• _EXTRACT_
====

Dr. Michael Muehlenbein
Baylor in Kentucky
Appalachia Field School
In 2004 and 2007, Dr. Sara Alexander invited Baylor undergraduate and graduate students to take a special field school course to assist her in a longitudinal project which she began in 1980 and has continued to the present day. The course was taught in Red River Gorge, Kentucky, which is located in eastern Kentucky approximately 60 miles from Lexington. Red River Gorge is a unique geological area that claims over 100 natural sandstone arches, some of which have spans over 100 feet in length and 30-40 feet in height. Visitors come from all over the U.S. and Canada to participate in a range of wilderness recreation activities. This area is the most popular rock climbing destination in the U.S. east of the Mississippi River. During these field schools, students learned mapping techniques, basic photography, participant observation methods, and how to design a survey, sample/survey a recreationist population, and interview personnel responsible for management of the area. Graduate students also interviewed local residents and absentee landowners to provide data for a second important part of this long-term project. Field trips included Bluegrass festivals, horse farms in the Lexington bluegrass region, the Shaker Village of Pleasant Hill, and an Appalachian arts fair in Berea, Kentucky.
Dr. Sara Alexander
Baylor in Belize II
Environment and Development Ethnographic Field School
Beginning in 1995, Dr. Sara Alexander has taught a number of field schools in several locations in Belize. The course centers on ‘Environment and Development’ topics where students are taught basic ethnographic field methods, including mapping, still and video photography, participant observation, kinship charting, sampling methods, interview and survey design and implementation, and basic data processing and analysis. Students work either individually or in small groups on research related to subjects that focus on development strategies and related environmental topics. Sample studies include economic or environmental constraints to agricultural production; population growth rates, reproductive education and contraceptive use; prevalence of certain diseases such as diabetes and cultural factors that influence incidence; religious views and worship practices around certain physical features, crops, etc.; history of fishing cooperatives and their responses to changing government policies for commercial fishing; and food and nutritional security of children less than five years of age relative to economic security. She also includes a number of field trips to offer additional education on the country’s development strategies through time. These trips include Maya archaeological sites (Xunantunich, Tikal), Cockscomb Jaguar Sanctuary, Community Baboon Sanctuary, the Blue Hole, the National Institute of Culture and History, and the Museum of Belize.

====

• _EXTRACTED RECORDS_
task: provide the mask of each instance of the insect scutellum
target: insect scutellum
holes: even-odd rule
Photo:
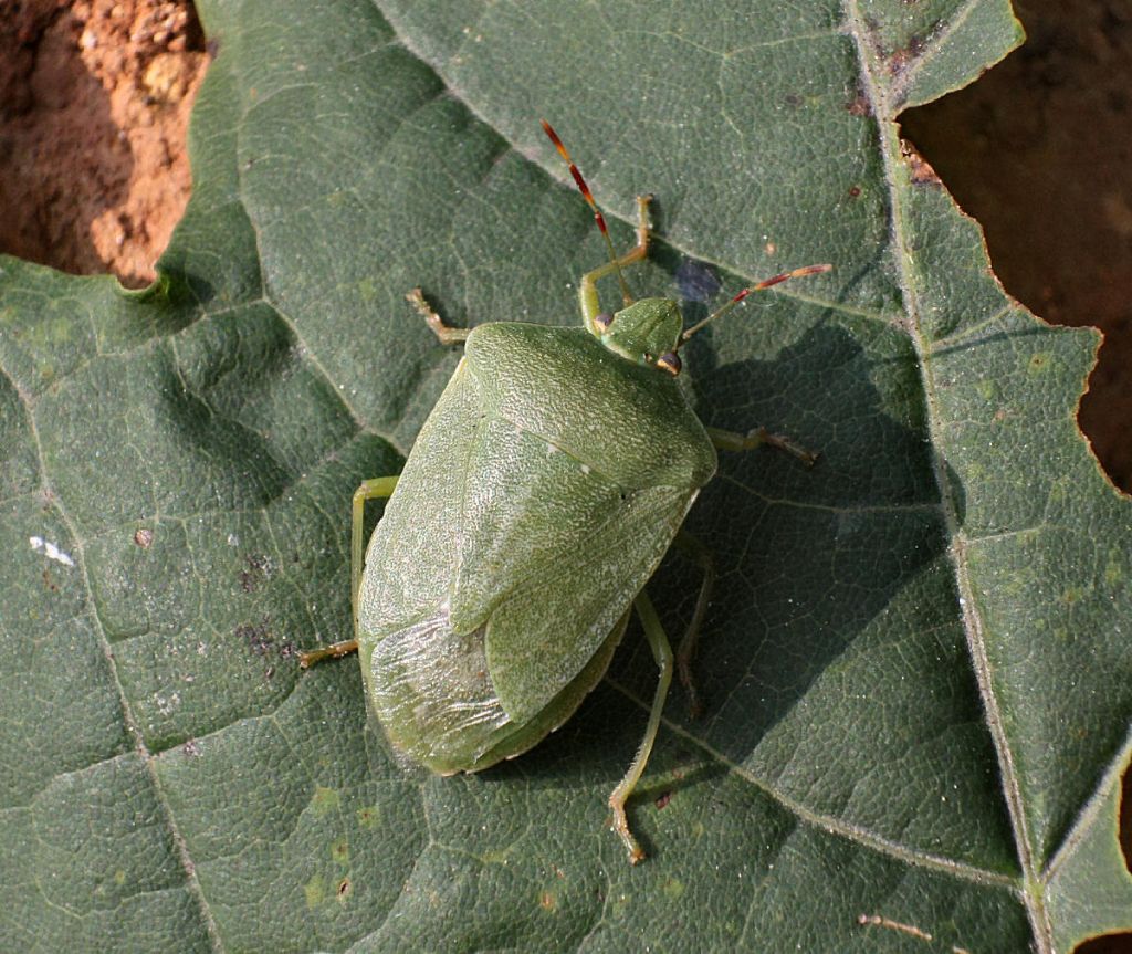
[[[582,320],[590,333],[599,338],[606,347],[628,361],[648,364],[670,375],[678,375],[683,367],[678,354],[679,350],[694,334],[710,321],[726,315],[748,294],[761,292],[790,278],[829,272],[833,267],[832,265],[807,265],[803,268],[795,268],[792,272],[782,272],[770,278],[764,278],[743,289],[721,308],[715,309],[702,321],[697,321],[685,330],[684,317],[680,315],[679,304],[674,299],[646,298],[634,301],[621,272],[624,266],[643,260],[649,252],[649,203],[652,200],[652,196],[637,196],[637,243],[625,255],[618,257],[614,249],[612,239],[609,238],[606,217],[601,214],[601,209],[598,207],[581,171],[574,164],[574,160],[571,158],[561,139],[558,138],[558,134],[546,120],[542,120],[542,129],[550,141],[555,144],[558,154],[565,160],[582,197],[593,209],[593,221],[597,223],[609,252],[609,261],[606,265],[599,266],[582,278],[580,287]],[[601,311],[598,303],[597,280],[610,273],[617,275],[617,281],[621,286],[621,298],[625,301],[625,307],[615,313]]]

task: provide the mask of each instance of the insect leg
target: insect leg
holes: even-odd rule
[[[439,338],[440,344],[461,344],[472,333],[471,328],[453,328],[451,325],[445,325],[444,319],[424,301],[424,293],[420,289],[413,289],[406,293],[405,301],[417,309],[424,323],[432,329],[432,334]]]
[[[397,485],[398,478],[375,478],[365,480],[354,491],[350,519],[350,607],[354,624],[354,638],[333,643],[309,653],[299,654],[299,665],[302,669],[321,662],[324,659],[338,659],[349,653],[358,652],[358,590],[361,586],[361,570],[365,559],[362,530],[366,516],[366,501],[377,497],[388,497]]]
[[[598,280],[604,278],[606,275],[616,272],[623,266],[632,265],[634,261],[643,261],[644,257],[649,253],[649,203],[651,201],[652,196],[637,196],[637,243],[620,258],[599,265],[592,272],[586,272],[582,276],[582,282],[578,285],[578,298],[582,302],[582,321],[591,335],[600,334],[594,323],[594,319],[601,313],[601,302],[598,300]],[[631,303],[626,302],[626,304]]]
[[[814,463],[817,461],[817,455],[814,452],[807,450],[805,447],[799,447],[788,437],[771,433],[766,428],[755,428],[745,435],[721,430],[720,428],[707,428],[707,437],[711,438],[711,442],[720,450],[754,450],[756,447],[762,447],[765,444],[770,447],[777,447],[779,450],[784,450],[787,454],[792,454],[807,467],[814,466]]]
[[[700,584],[700,595],[696,596],[696,608],[692,611],[692,622],[688,624],[684,638],[680,639],[680,645],[676,647],[676,671],[679,673],[680,684],[688,694],[688,708],[695,717],[703,712],[703,706],[700,703],[700,693],[696,691],[695,681],[692,679],[692,660],[696,654],[700,630],[703,628],[704,617],[707,614],[707,603],[711,601],[711,591],[715,585],[715,561],[707,548],[686,530],[677,533],[672,543],[695,560],[704,575],[703,583]]]
[[[652,650],[653,659],[657,660],[657,665],[660,667],[660,676],[657,679],[657,691],[652,697],[652,708],[649,711],[649,725],[644,730],[644,738],[641,739],[641,746],[637,748],[636,757],[633,759],[629,771],[625,773],[625,777],[621,779],[617,788],[614,789],[612,794],[609,796],[609,807],[614,811],[614,831],[620,835],[621,841],[625,842],[625,846],[628,849],[629,863],[636,865],[644,858],[644,849],[641,848],[629,831],[629,822],[625,815],[625,801],[633,793],[633,789],[636,788],[636,783],[644,772],[644,766],[649,762],[649,755],[652,753],[652,744],[657,739],[657,730],[660,728],[660,716],[664,711],[668,687],[672,681],[672,647],[668,645],[664,627],[661,626],[657,610],[653,609],[652,600],[649,599],[649,595],[643,590],[633,601],[633,605],[636,608],[637,616],[641,617],[644,635],[649,639],[649,647]]]

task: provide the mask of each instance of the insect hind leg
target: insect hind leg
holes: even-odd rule
[[[644,737],[637,748],[636,757],[629,765],[629,771],[618,783],[609,796],[609,807],[614,811],[614,831],[620,835],[621,841],[629,852],[629,863],[636,865],[645,857],[644,849],[633,836],[629,830],[629,822],[625,815],[625,802],[633,794],[633,789],[641,780],[644,767],[652,754],[652,745],[657,740],[657,731],[660,729],[660,716],[664,711],[664,699],[668,697],[668,687],[672,682],[672,647],[668,644],[668,636],[664,635],[664,627],[657,616],[657,610],[652,605],[652,600],[642,590],[633,601],[633,607],[641,617],[641,625],[644,627],[644,635],[649,639],[649,648],[652,650],[653,659],[660,669],[657,678],[657,691],[652,697],[652,708],[649,711],[649,725],[644,730]]]

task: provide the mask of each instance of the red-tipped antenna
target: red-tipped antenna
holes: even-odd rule
[[[763,289],[769,289],[771,285],[781,284],[782,282],[787,282],[790,278],[800,278],[803,275],[820,275],[823,272],[829,272],[831,268],[833,268],[832,265],[807,265],[805,268],[795,268],[794,272],[782,272],[781,274],[775,275],[773,278],[764,278],[762,282],[758,282],[757,284],[744,289],[722,308],[715,309],[711,315],[704,318],[703,321],[697,321],[695,325],[688,328],[683,335],[680,335],[680,343],[677,345],[677,347],[683,347],[684,343],[688,338],[691,338],[696,332],[698,332],[704,325],[706,325],[709,321],[714,321],[717,318],[720,317],[720,315],[726,315],[752,292],[761,292]]]
[[[590,191],[590,187],[585,184],[585,180],[582,178],[582,173],[578,167],[574,165],[574,160],[569,157],[569,153],[566,152],[566,147],[563,145],[563,140],[558,138],[558,134],[555,132],[554,127],[542,120],[542,131],[547,134],[550,141],[555,144],[555,148],[558,149],[558,155],[560,155],[565,161],[566,165],[569,166],[569,174],[574,177],[574,181],[577,183],[578,191],[582,194],[582,198],[590,204],[590,208],[593,209],[593,221],[598,223],[598,229],[601,230],[601,238],[606,240],[606,248],[609,249],[609,260],[614,264],[614,269],[617,272],[617,281],[621,285],[621,298],[625,299],[625,304],[633,303],[633,295],[629,292],[629,286],[625,282],[625,276],[621,274],[621,266],[617,264],[617,252],[614,250],[614,241],[609,238],[609,229],[606,226],[606,216],[601,214],[601,209],[598,208],[598,204],[593,200],[593,192]]]

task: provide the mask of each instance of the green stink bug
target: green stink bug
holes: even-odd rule
[[[625,802],[652,749],[674,655],[644,591],[674,541],[704,567],[676,668],[689,661],[712,577],[680,524],[715,473],[715,447],[769,442],[763,430],[705,428],[676,383],[679,351],[754,291],[826,272],[814,265],[744,289],[688,329],[671,299],[634,301],[621,269],[649,249],[649,197],[637,243],[618,256],[561,140],[543,129],[593,210],[609,261],[581,281],[583,327],[495,321],[451,328],[408,298],[445,344],[465,350],[400,476],[353,498],[354,639],[302,665],[358,651],[369,707],[402,753],[448,775],[512,758],[563,724],[609,667],[633,609],[660,668],[644,738],[609,797],[612,827],[636,863],[644,852]],[[597,281],[616,274],[625,307],[601,311]],[[387,497],[362,559],[367,500]]]

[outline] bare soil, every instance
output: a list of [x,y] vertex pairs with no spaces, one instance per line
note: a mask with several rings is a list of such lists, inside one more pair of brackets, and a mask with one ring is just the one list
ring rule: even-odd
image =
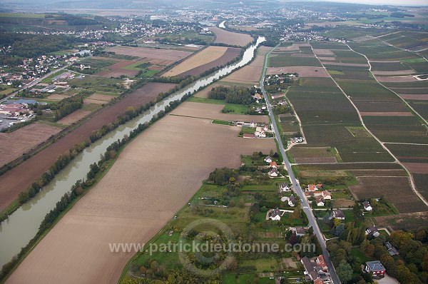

====

• _DIRECTIONS FOR THIS TASK_
From the field school descriptions, list every field trip named for the Appalachia Field School in Kentucky.

• _RESPONSE FOR THIS EXERCISE_
- Bluegrass festivals
- Horse farms in the Lexington bluegrass region
- The Shaker Village of Pleasant Hill
- An Appalachian arts fair in Berea, Kentucky